> _節錄段落_
比賽連結：

https://codeforces.com/contest/1691

D. Max GEQ Sum

題意：

給定一個序列 \(a\)，問對於 \(1 <= i <= j <= n\)，是否都滿足 \(max(a_i, a_{i + 1}, ... , a_j) >= \sum_{k = i}^{j}\)。

思路：

對於每一個 \(i\)，可以通過單調棧以 \(O(n)\) 的時間複雜度找到以 \(a_i\) 為最大值的一個區間，這樣只需找到這個區間中最大的區間和就可以判斷是不是滿足條件。可以通過線段樹或者ST表找到區間中最大的區間和。

程式碼：

線段樹

#include <bits/stdc++.h>
using namespace std;
#define LL long long
const LL N = 2e5 + 10, inf = 1e18 + 10;
LL T = 1, w[N], s[N], L[N], R[N], n;
struct segt{
	LL l, r, mx, mn;
}tr[N * 4];
void pushup(LL u){
	tr[u].mx = max(tr[u << 1].mx, tr[u << 1 | 1].mx);
	tr[u].mn = min(tr[u << 1].mn, tr[u << 1 | 1].mn);
}
void build(LL u, LL l, LL r){
	if (l == r){
		tr[u] = {l, r, s[r], s[r]};
		return;
	}
	tr[u] = {l, r, -inf, inf};
	LL mid = l + r >> 1;
	build(u << 1, l, mid);
	build(u << 1 | 1, mid + 1, r);
	pushup(u);
}
LL queryMx(LL u, LL l, LL r){
	if (tr[u].l >= l && tr[u].r <= r) return tr[u].mx;
	LL mid = tr[u].l + tr[u].r >> 1, mx = -inf;
	if (l <= mid) mx = max( mx, queryMx(u << 1, l, r) );
	if (r > mid) mx = max( mx, queryMx(u << 1 | 1, l, r) ) ;
	return mx;
}
LL queryMn(LL u, LL l, LL r){
	if (tr[u].l >= l && tr[u].r <= r) return tr[u].mn;
	LL mid = tr[u].l + tr[u].r >> 1, mn = inf;
	if (l <= mid) mn = min( mn, queryMn(u << 1, l, r) );
	if (r > mid) mn = min( mn, queryMn(u << 1 | 1, l, r) ) ;
	return mn;
}
void solve(){
	cin >> n;
	for (int i = 1; i <= n; i ++ ){
		cin >> w[i];
		s[i] = s[i - 1] + w[i];
	}
	build(1, 1, n);
	stack <LL> stk;
	w[n + 1] = w[0] = inf;
	for (int i = 1; i <= n + 1; i ++ ){
		while (stk.size() && w[stk.top()] < w[i]){
			R[stk.top()] = i;
			stk.pop();
		}
		stk.push(i);
	}
	while ( stk.size() ) stk.pop();
	for (int i = n; i >= 0; i -- ){
		while (stk.size() && w[stk.top()] < w[i]){
			L[stk.top()] = i;
			stk.pop();
		}
		stk.push(i);
	}
	for (int i = 1; i <= n; i ++ ){
		LL mn = queryMn(1, L[i], i - 1);
		if (L[i] == 0)

> _提供資料_
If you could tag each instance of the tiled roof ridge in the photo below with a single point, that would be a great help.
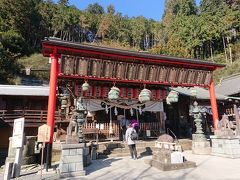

> _任務內容_
請根據這篇題解的「思路」部分，說明為何要先用單調棧為每個 \(a_i\) 找出以它為最大值的區間。

> _任務解答_
找到以 \(a_i\) 為最大值的區間後，只需再找出這個區間中最大的區間和，就可以判斷是否滿足條件。